◆ **PROMPT**:
Duplicate every line of the records below, word for word, but omit the pictures from your answer.

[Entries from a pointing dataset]
* * *

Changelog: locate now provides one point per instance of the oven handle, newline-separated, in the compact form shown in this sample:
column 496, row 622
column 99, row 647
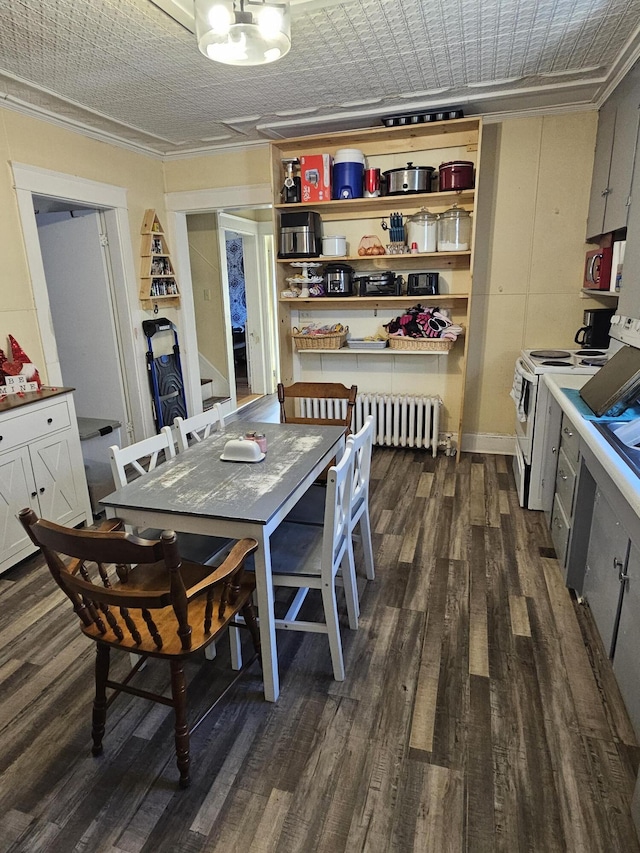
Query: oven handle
column 520, row 368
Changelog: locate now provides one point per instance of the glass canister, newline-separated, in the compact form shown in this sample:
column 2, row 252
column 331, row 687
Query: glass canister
column 454, row 230
column 422, row 229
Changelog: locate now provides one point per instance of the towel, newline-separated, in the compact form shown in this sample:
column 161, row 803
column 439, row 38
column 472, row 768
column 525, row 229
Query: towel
column 520, row 395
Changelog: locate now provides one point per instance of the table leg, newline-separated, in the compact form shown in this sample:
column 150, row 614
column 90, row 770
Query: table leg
column 264, row 592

* * *

◆ **OUTPUT**:
Changelog: locate now provides one point per instance of the oven handle, newline-separated, in the compact form shown in this sample:
column 496, row 622
column 99, row 647
Query: oven handle
column 520, row 368
Changelog: locate now provides one point per instance of the glass canister, newline-separated, in the compact form shown in this sample:
column 2, row 252
column 331, row 687
Query: glass canister
column 454, row 230
column 422, row 229
Changelog: locate now provides one point per instance of the towel, newline-separated, in the compact form shown in this sample:
column 161, row 803
column 439, row 38
column 472, row 768
column 525, row 229
Query: towel
column 520, row 395
Changelog: locate now provides one point per instance of the table leg, newline-separated, in the compact form shown in this sample:
column 150, row 614
column 90, row 770
Query: table leg
column 264, row 592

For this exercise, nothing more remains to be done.